# MATERIAL TO PROCESS
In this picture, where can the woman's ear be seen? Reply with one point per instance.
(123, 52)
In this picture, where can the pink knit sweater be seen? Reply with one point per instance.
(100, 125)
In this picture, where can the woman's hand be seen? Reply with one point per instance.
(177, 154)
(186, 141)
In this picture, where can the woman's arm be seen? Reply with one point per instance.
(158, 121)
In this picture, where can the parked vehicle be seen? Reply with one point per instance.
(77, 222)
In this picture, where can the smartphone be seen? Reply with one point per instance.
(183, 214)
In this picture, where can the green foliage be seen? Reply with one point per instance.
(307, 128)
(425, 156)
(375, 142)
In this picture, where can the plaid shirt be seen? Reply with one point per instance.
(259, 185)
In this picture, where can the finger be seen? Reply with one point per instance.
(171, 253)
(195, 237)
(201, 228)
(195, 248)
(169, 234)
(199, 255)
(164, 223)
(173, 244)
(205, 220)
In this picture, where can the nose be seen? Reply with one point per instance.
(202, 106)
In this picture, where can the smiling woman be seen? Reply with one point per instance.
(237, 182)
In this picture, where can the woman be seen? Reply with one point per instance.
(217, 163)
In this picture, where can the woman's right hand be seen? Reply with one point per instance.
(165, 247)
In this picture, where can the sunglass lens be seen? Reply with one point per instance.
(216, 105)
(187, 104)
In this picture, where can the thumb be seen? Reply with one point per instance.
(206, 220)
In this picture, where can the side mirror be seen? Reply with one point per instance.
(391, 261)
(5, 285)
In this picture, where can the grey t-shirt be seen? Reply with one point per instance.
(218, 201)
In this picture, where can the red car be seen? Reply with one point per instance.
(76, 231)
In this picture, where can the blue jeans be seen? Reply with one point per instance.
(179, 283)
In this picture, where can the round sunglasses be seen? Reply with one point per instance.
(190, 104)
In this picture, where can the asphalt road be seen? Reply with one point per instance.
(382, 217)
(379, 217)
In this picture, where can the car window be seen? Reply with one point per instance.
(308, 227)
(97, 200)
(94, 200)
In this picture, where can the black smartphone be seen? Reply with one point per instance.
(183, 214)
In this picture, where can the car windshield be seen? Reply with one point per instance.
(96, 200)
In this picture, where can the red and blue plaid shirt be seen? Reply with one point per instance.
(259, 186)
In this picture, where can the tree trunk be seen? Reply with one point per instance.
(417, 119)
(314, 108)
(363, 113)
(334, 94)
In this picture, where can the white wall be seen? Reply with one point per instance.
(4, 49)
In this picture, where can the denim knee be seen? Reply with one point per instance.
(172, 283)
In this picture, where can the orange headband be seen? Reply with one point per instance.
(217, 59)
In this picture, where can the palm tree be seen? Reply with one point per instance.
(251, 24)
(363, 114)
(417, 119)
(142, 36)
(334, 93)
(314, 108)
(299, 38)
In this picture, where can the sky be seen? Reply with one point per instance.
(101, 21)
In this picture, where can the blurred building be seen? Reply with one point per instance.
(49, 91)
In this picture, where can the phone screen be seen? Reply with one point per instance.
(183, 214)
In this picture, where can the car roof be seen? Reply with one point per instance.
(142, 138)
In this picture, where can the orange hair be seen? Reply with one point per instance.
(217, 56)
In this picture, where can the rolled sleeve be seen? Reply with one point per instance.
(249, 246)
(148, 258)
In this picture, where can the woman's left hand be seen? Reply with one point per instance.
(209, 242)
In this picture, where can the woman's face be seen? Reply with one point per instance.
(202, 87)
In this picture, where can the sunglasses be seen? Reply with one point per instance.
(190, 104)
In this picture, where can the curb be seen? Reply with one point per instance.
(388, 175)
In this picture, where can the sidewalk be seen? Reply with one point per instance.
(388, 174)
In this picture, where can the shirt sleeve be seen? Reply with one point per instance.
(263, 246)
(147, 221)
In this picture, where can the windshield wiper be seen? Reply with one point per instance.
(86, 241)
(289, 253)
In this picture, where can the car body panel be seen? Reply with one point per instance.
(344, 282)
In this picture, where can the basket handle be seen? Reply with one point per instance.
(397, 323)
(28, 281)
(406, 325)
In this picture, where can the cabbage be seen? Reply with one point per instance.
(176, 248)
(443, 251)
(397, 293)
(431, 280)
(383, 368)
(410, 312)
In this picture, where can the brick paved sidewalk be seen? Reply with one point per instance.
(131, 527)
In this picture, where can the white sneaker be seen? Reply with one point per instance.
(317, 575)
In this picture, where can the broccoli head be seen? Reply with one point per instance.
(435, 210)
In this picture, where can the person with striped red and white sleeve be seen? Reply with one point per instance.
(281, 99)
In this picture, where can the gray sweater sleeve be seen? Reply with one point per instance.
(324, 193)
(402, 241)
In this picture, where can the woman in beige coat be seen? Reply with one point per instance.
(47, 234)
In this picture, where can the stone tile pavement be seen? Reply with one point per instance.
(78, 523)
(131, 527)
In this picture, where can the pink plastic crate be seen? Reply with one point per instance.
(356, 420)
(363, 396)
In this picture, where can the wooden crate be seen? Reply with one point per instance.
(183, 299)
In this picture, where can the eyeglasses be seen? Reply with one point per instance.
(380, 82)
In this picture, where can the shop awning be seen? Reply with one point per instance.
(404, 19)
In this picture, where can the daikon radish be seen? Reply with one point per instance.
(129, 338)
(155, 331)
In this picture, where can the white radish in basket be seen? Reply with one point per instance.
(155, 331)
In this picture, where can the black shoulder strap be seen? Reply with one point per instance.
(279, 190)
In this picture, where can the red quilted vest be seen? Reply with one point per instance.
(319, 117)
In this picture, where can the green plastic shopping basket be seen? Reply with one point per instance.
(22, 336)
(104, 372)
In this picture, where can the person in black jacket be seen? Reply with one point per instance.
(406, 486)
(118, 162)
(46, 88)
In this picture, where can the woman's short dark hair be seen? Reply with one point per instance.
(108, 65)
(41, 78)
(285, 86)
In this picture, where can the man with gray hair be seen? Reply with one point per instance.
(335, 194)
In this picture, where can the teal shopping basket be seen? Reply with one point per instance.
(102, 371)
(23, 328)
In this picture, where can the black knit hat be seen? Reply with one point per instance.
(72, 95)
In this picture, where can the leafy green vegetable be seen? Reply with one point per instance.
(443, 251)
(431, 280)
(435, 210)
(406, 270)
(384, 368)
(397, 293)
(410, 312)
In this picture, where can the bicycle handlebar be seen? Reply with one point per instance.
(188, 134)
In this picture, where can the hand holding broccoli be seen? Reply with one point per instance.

# TASK DETAILS
Find the line containing "In this picture, where can the wooden" in the material above. Print it and every line after it through the end, exactly and only those.

# PROBLEM SOLUTION
In this picture, where can the wooden crate be seen? Reply with one point per instance.
(183, 299)
In this picture, where can the eyeglasses be seen? Reply with one point per instance.
(380, 82)
In this picture, where can the shop awning be seen? Reply with one point per instance.
(404, 19)
In this picture, where can the daikon radish be seen? Reply with one point per instance.
(129, 338)
(155, 331)
In this picture, where can the white radish in basket be seen? Reply with one point per instance.
(155, 331)
In this picture, where can the black shoulder strap be seen? Reply with one point per instance.
(279, 190)
In this picture, where can the red quilted vest be seen? Reply with one point per instance.
(319, 117)
In this picture, where can the green plastic shopping basket be seen? Reply with one point per instance.
(22, 336)
(104, 372)
In this picture, where can the person in black jacket be seen? Reply with one point per instance.
(406, 486)
(118, 162)
(46, 88)
In this picture, where can the woman's short dark hair be seen? Reply with one point per instance.
(108, 65)
(41, 78)
(285, 86)
In this picture, where can the man with gray hair be seen? Reply with one point per instance.
(335, 194)
In this picture, where can the teal shopping basket be seen? Reply with one point per instance.
(102, 371)
(23, 328)
In this picture, where can the black knit hat be seen? Reply with one point per instance.
(72, 95)
In this picture, where can the leafy green vegetable be seen? Reply with one point per instance.
(443, 251)
(431, 280)
(435, 210)
(406, 270)
(384, 368)
(397, 293)
(410, 312)
In this picture, where can the bicycle handlebar be seen? Reply with one point per instance.
(188, 134)
In this picture, where can the hand holding broccoli be seen? Reply with one point per instance.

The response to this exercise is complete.